───── RECORDS FOR THE EXERCISE ─────

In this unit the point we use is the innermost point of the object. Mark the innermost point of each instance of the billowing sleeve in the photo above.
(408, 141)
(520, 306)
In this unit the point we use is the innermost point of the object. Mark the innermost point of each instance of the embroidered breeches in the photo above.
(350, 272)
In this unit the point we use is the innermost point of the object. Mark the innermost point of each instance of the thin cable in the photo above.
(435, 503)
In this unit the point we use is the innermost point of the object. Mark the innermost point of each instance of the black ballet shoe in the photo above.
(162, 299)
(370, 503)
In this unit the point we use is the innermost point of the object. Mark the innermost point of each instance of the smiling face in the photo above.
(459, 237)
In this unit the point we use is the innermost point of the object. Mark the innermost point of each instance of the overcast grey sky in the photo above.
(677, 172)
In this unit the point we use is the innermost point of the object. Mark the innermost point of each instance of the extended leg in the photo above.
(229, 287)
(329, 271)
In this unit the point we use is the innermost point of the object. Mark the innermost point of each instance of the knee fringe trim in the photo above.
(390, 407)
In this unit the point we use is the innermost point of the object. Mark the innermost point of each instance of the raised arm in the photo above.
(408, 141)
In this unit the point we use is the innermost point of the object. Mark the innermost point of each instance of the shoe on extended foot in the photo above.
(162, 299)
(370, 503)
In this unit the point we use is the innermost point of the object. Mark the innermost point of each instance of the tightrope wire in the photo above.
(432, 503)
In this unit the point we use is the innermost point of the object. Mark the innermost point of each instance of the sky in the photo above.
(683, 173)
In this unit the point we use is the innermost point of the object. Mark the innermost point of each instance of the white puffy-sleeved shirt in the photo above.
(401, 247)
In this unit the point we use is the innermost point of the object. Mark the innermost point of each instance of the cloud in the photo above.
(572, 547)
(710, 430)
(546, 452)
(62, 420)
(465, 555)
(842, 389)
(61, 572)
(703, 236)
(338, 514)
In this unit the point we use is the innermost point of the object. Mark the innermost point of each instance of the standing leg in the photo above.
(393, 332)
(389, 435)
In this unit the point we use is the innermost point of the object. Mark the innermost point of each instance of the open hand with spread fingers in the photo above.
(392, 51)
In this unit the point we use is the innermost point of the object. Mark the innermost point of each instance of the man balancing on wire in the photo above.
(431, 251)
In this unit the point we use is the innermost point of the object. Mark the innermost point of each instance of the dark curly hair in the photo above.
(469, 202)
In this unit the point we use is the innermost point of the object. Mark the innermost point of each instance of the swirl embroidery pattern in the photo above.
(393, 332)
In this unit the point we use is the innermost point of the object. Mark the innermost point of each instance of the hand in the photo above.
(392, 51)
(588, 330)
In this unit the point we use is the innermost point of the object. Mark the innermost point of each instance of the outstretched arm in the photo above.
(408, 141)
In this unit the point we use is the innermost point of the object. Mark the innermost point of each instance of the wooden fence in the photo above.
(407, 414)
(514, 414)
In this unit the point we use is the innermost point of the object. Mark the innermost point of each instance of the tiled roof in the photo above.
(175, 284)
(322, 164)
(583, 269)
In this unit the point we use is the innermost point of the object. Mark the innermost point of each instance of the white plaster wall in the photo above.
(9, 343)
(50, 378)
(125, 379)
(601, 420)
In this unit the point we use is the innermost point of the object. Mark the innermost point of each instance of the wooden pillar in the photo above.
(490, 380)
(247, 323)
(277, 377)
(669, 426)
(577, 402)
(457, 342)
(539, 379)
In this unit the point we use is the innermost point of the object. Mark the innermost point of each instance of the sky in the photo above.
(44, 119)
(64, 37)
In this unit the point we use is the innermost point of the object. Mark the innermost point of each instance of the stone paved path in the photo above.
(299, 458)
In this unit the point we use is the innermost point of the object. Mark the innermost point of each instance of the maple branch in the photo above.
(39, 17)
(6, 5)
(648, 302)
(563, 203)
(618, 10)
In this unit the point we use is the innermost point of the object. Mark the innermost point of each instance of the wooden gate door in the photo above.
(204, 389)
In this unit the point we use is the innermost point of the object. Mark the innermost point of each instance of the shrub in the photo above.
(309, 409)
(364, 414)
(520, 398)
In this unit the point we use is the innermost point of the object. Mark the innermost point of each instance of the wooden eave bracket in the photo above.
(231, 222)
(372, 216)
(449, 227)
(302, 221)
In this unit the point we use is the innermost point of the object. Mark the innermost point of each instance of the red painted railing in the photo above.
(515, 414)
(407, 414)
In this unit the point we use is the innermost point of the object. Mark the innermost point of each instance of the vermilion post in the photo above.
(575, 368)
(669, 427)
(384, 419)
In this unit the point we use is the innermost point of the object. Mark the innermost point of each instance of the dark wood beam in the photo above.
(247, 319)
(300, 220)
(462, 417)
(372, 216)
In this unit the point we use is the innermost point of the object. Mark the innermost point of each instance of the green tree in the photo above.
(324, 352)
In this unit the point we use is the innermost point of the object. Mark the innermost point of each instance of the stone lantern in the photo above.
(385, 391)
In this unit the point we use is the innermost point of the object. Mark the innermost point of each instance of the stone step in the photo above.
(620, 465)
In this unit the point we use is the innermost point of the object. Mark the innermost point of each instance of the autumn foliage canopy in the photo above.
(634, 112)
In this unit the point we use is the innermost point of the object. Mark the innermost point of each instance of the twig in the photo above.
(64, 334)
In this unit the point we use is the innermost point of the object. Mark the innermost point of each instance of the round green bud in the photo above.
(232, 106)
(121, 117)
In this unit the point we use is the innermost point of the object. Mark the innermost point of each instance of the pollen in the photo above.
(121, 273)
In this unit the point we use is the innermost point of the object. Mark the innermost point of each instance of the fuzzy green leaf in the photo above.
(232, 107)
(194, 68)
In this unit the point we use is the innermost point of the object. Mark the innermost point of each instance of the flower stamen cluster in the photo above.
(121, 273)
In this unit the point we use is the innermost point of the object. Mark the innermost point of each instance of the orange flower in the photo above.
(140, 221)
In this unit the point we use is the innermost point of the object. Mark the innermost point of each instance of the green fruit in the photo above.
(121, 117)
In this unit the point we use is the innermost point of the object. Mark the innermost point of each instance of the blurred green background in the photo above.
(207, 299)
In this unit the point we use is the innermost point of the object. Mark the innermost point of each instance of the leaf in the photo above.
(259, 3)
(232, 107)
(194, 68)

─────
───── RECORDS FOR THE EXERCISE ─────

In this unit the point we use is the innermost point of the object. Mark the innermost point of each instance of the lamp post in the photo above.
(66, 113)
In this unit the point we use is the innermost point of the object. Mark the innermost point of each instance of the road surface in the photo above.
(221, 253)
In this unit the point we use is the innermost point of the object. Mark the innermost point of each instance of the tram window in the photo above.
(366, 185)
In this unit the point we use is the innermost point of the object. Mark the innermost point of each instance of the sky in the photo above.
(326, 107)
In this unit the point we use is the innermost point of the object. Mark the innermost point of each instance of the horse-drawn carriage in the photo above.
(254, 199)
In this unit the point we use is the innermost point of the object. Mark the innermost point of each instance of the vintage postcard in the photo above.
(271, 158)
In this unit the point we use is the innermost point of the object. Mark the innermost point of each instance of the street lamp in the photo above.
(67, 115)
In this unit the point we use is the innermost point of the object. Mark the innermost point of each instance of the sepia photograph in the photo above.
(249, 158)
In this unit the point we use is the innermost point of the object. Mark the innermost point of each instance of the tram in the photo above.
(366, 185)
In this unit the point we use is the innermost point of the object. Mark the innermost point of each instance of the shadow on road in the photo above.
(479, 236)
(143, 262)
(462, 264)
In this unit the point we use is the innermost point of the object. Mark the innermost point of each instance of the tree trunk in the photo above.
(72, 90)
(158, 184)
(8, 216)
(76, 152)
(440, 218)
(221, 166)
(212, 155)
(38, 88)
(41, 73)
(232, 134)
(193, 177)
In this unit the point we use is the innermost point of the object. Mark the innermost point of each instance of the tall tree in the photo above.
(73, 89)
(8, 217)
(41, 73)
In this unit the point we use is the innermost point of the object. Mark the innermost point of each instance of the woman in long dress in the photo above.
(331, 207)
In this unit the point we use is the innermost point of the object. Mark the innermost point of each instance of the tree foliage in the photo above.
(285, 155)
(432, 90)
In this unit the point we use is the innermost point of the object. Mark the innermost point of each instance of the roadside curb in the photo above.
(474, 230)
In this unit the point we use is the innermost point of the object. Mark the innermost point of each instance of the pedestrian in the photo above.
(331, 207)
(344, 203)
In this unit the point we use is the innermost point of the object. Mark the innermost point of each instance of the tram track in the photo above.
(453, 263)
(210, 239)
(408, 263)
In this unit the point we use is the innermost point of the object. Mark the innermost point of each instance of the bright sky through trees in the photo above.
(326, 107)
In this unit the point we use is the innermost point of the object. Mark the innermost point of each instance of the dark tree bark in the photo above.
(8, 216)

─────

AIM
From the records above, extract each line in which the word "leaf" appears.

RESPONSE TO THE EXERCISE
In this unit the point we use is the innermost point of the object. Mark the innermost point of each instance of the fuzzy green leaf in the photo above.
In this unit the point we use is the innermost point of the object. Mark the innermost point of each instance of the leaf in the photo above.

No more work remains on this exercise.